## Text to read
= = = = = = =

Making School Safety Alerts Accessible to All
Jay Grossman, director of technology at Saline Area Schools in Michigan, shares how his district uses technology to ensure safety alerts are accessible to all
Saline Area Schools in Michigan has many students with special needs as well as students enrolled in adult education and life-skills programs. The district recently updated safety alerts district-wide to ensure important announcements about school lockdowns or tornado warnings, which are common in the region, are effectively communicated to all students, no matter their auditory and visual needs.
“We needed to make sure that we had something that could reach everybody under all circumstances,” says Jay Grossman, the district's director of technology. To do that required addressing diverse student needs with effective technology and communication.
Here’s some of the best practices for increasing safety accessibility that Grossman learned in the process.

= = = = = = =

## Short problem 1
State how many lines of the listing below contain the string "reading", with case counting. Give only the number.

= = = = = = =

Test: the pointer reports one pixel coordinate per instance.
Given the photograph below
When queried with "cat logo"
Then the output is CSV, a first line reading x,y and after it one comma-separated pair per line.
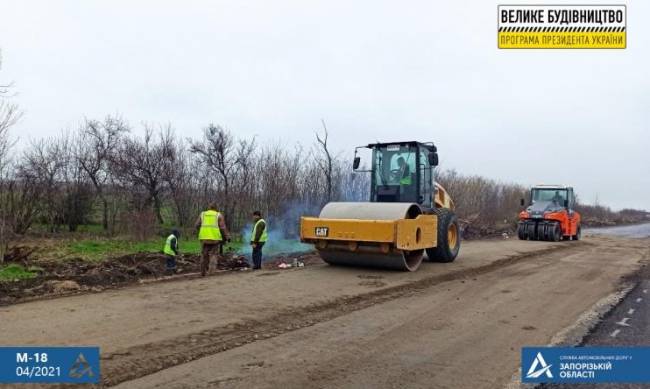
x,y
81,368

= = = = = = =

## Short problem 2
Copy out the whole text on school safety alerts above, word for word.

## Exercise output 1
1

## Exercise output 2
Making School Safety Alerts Accessible to All
Jay Grossman, director of technology at Saline Area Schools in Michigan, shares how his district uses technology to ensure safety alerts are accessible to all
Saline Area Schools in Michigan has many students with special needs as well as students enrolled in adult education and life-skills programs. The district recently updated safety alerts district-wide to ensure important announcements about school lockdowns or tornado warnings, which are common in the region, are effectively communicated to all students, no matter their auditory and visual needs.
“We needed to make sure that we had something that could reach everybody under all circumstances,” says Jay Grossman, the district's director of technology. To do that required addressing diverse student needs with effective technology and communication.
Here’s some of the best practices for increasing safety accessibility that Grossman learned in the process.